**Exercise brief**: Render all of the data below as a Markdown table with two columns, Row and Line. Give each line its own numbered row, and omit blank lines and the pictures.

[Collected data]
□ □ □

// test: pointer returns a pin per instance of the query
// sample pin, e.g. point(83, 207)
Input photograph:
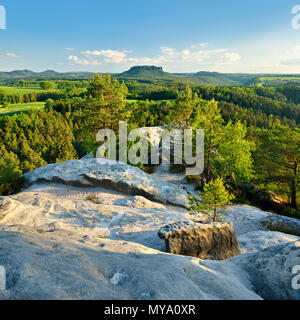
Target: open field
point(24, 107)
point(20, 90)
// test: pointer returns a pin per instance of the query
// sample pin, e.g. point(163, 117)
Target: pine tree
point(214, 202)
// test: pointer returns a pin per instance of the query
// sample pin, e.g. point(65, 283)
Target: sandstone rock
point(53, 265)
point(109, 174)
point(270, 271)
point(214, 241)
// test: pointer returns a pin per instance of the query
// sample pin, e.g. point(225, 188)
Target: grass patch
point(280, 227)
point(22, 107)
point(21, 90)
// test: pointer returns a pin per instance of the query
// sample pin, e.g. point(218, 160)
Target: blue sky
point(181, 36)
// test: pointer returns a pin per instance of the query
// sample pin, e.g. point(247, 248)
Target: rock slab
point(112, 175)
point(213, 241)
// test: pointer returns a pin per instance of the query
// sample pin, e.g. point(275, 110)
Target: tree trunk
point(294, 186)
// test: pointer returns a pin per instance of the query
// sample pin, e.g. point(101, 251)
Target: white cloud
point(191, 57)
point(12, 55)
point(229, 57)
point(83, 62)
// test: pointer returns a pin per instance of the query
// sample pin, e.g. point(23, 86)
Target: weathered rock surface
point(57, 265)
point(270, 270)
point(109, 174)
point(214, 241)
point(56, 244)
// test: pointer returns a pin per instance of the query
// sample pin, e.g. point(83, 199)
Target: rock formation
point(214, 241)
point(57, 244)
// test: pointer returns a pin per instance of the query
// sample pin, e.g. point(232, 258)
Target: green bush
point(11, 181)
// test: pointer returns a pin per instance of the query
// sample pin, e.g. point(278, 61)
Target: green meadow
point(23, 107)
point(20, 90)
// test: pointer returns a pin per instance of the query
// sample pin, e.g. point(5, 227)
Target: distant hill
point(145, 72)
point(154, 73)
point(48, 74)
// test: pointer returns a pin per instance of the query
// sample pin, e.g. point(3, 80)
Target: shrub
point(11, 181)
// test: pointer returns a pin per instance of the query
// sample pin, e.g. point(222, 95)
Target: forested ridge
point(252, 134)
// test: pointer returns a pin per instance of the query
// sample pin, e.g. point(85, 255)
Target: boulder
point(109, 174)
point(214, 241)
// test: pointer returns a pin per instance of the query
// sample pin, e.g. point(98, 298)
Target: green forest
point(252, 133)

□ □ □

**Answer below**:
| Row | Line |
|---|---|
| 1 | // test: pointer returns a pin per instance of the query |
| 2 | // sample pin, e.g. point(83, 207) |
| 3 | Input photograph: |
| 4 | Target: open field |
| 5 | point(24, 107) |
| 6 | point(20, 90) |
| 7 | // test: pointer returns a pin per instance of the query |
| 8 | // sample pin, e.g. point(163, 117) |
| 9 | Target: pine tree |
| 10 | point(214, 202) |
| 11 | // test: pointer returns a pin per instance of the query |
| 12 | // sample pin, e.g. point(65, 283) |
| 13 | Target: sandstone rock |
| 14 | point(53, 265) |
| 15 | point(109, 174) |
| 16 | point(270, 271) |
| 17 | point(214, 241) |
| 18 | // test: pointer returns a pin per instance of the query |
| 19 | // sample pin, e.g. point(225, 188) |
| 20 | Target: grass patch |
| 21 | point(280, 227) |
| 22 | point(22, 107) |
| 23 | point(21, 90) |
| 24 | // test: pointer returns a pin per instance of the query |
| 25 | // sample pin, e.g. point(218, 160) |
| 26 | Target: blue sky |
| 27 | point(181, 36) |
| 28 | // test: pointer returns a pin per instance of the query |
| 29 | // sample pin, e.g. point(247, 248) |
| 30 | Target: rock slab |
| 31 | point(112, 175) |
| 32 | point(213, 241) |
| 33 | // test: pointer returns a pin per instance of the query |
| 34 | // sample pin, e.g. point(275, 110) |
| 35 | Target: tree trunk |
| 36 | point(294, 186) |
| 37 | // test: pointer returns a pin per instance of the query |
| 38 | // sample pin, e.g. point(101, 251) |
| 39 | Target: white cloud |
| 40 | point(191, 57) |
| 41 | point(12, 55) |
| 42 | point(229, 57) |
| 43 | point(83, 62) |
| 44 | // test: pointer returns a pin per instance of the query |
| 45 | // sample pin, e.g. point(23, 86) |
| 46 | Target: weathered rock surface |
| 47 | point(57, 265) |
| 48 | point(270, 270) |
| 49 | point(109, 174) |
| 50 | point(214, 241) |
| 51 | point(56, 244) |
| 52 | // test: pointer returns a pin per instance of the query |
| 53 | // sample pin, e.g. point(83, 199) |
| 54 | Target: rock formation |
| 55 | point(214, 241) |
| 56 | point(57, 244) |
| 57 | // test: pointer returns a pin per instance of the query |
| 58 | // sample pin, e.g. point(232, 258) |
| 59 | Target: green bush |
| 60 | point(11, 181) |
| 61 | // test: pointer returns a pin per instance of the query |
| 62 | // sample pin, e.g. point(278, 61) |
| 63 | Target: green meadow |
| 64 | point(23, 107) |
| 65 | point(20, 90) |
| 66 | // test: pointer returns a pin per instance of the query |
| 67 | // sample pin, e.g. point(5, 227) |
| 68 | Target: distant hill |
| 69 | point(145, 72) |
| 70 | point(154, 73) |
| 71 | point(48, 74) |
| 72 | // test: pointer returns a pin per instance of the query |
| 73 | // sample pin, e.g. point(3, 80) |
| 74 | Target: shrub |
| 75 | point(11, 181) |
| 76 | // test: pointer returns a pin per instance of the query |
| 77 | // sample pin, e.g. point(222, 95) |
| 78 | Target: forested ridge |
| 79 | point(252, 134) |
| 80 | // test: pointer returns a pin per instance of the query |
| 81 | // sample pin, e.g. point(85, 255) |
| 82 | Target: boulder |
| 83 | point(109, 174) |
| 84 | point(214, 241) |
| 85 | // test: pointer returns a pin per instance of the query |
| 86 | // sample pin, e.g. point(98, 298) |
| 87 | Target: green forest |
| 88 | point(252, 133) |